===== The data =====
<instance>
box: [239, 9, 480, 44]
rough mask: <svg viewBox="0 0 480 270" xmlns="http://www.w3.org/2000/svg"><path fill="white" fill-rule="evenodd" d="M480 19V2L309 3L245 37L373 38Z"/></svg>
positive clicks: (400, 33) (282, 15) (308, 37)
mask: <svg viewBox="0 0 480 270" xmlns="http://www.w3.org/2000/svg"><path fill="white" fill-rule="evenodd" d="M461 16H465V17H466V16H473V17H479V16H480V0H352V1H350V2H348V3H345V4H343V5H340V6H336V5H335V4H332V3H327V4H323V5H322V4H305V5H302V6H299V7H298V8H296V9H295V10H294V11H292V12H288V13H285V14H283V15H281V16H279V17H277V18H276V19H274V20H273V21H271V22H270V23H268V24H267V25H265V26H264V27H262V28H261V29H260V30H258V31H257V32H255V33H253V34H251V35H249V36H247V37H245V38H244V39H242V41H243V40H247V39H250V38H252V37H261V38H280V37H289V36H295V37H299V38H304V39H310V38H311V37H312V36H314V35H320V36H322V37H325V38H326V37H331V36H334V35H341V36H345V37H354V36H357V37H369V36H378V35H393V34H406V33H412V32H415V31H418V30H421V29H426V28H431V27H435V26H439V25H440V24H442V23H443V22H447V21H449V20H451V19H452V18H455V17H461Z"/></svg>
=====
Exercise details: Relabel the data above by changing "rough mask" to "coarse mask" everywhere it occurs, leaving every other character as is.

Reply to the task:
<instance>
box: [239, 9, 480, 44]
coarse mask: <svg viewBox="0 0 480 270" xmlns="http://www.w3.org/2000/svg"><path fill="white" fill-rule="evenodd" d="M480 19V2L309 3L245 37L373 38Z"/></svg>
positive clicks: (400, 33) (282, 15) (308, 37)
mask: <svg viewBox="0 0 480 270" xmlns="http://www.w3.org/2000/svg"><path fill="white" fill-rule="evenodd" d="M461 16H465V17H466V16H473V17H479V16H480V0H352V1H350V2H348V3H345V4H343V5H340V6H336V5H335V4H332V3H327V4H323V5H322V4H305V5H302V6H299V7H298V8H296V9H295V10H294V11H292V12H288V13H285V14H283V15H281V16H279V17H277V18H276V19H274V20H273V21H271V22H270V23H268V24H267V25H265V26H264V27H262V28H261V29H260V30H258V31H257V32H255V33H253V34H251V35H249V36H247V37H245V38H244V39H242V41H243V40H247V39H250V38H252V37H261V38H280V37H289V36H295V37H299V38H304V39H310V38H311V37H312V36H314V35H320V36H322V37H325V38H326V37H331V36H334V35H341V36H345V37H354V36H357V37H369V36H378V35H393V34H406V33H412V32H415V31H418V30H421V29H426V28H431V27H435V26H439V25H440V24H442V23H443V22H447V21H449V20H451V19H452V18H455V17H461Z"/></svg>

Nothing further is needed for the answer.